# REQUIRED TASK
Could you update the rows below by changing every "Outline" to "Locate" and leaving everything else as it is?

# SUPPLIED MATERIAL
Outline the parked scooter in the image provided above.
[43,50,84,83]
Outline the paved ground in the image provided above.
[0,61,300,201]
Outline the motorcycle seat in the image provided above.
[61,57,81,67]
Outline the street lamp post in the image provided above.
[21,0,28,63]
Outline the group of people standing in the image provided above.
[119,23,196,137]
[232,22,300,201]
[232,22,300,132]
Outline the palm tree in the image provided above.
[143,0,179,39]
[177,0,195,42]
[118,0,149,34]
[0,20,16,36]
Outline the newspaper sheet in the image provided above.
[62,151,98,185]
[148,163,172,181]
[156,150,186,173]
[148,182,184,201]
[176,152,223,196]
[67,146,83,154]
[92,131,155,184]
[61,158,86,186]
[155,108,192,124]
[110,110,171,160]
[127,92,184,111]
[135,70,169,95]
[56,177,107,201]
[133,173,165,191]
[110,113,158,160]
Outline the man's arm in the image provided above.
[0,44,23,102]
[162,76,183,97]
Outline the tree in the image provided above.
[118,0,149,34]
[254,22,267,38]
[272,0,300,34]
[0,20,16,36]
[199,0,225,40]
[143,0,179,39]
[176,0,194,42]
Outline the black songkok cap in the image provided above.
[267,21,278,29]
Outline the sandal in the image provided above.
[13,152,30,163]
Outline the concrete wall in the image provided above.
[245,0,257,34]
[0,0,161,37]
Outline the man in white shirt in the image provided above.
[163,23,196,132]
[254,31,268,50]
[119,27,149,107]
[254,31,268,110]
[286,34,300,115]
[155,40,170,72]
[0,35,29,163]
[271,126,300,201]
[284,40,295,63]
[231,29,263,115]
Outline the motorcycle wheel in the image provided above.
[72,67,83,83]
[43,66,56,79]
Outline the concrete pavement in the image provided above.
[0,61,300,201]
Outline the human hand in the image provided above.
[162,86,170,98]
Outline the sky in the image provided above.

# FULL OUTPUT
Locate the parked scooter in the image provided above.
[43,50,84,83]
Locate the paved ground in the image provided above.
[0,61,300,201]
Locate the motorcycle seat in the image provided above.
[61,57,81,67]
Locate the street lamp post in the image provided above.
[21,0,28,63]
Locate the group of people standing in the image provided above.
[119,23,196,137]
[232,22,300,201]
[232,22,300,132]
Locate the palm tree in the image provided above.
[143,0,179,39]
[177,0,195,42]
[118,0,149,34]
[0,20,16,36]
Locate the newspaper sheet in the image provided above.
[62,151,98,185]
[148,163,172,181]
[156,150,186,173]
[148,182,184,201]
[176,152,223,196]
[67,146,83,154]
[92,131,155,184]
[61,158,86,186]
[155,108,192,124]
[110,110,171,160]
[127,92,184,111]
[135,70,169,95]
[56,177,107,201]
[133,173,165,191]
[110,113,158,160]
Locate the man's arm in the image provided above.
[0,44,23,102]
[162,76,183,97]
Locate the tree in the image provided above.
[118,0,149,34]
[254,22,267,38]
[272,0,300,34]
[0,20,16,36]
[199,0,225,40]
[143,0,179,39]
[176,0,194,42]
Locate the black songkok cap in the image provided above.
[267,21,278,29]
Locate the sandal in the image provided above.
[13,152,30,163]
Locate the concrete wall in the image provided above.
[245,0,257,34]
[0,0,161,37]
Locate the man in white shirt in the image provided above.
[163,23,196,132]
[254,31,268,50]
[119,27,149,107]
[254,31,268,110]
[286,34,300,115]
[155,40,170,72]
[0,35,29,163]
[271,126,300,201]
[284,40,295,63]
[231,29,263,115]
Locate the motorcycle wheel in the image provided above.
[72,67,83,83]
[43,66,56,79]
Locate the concrete pavement in the image provided above.
[0,61,300,201]
Locate the human hand in the image provided above.
[162,86,170,98]
Locate the sky in the image provided above.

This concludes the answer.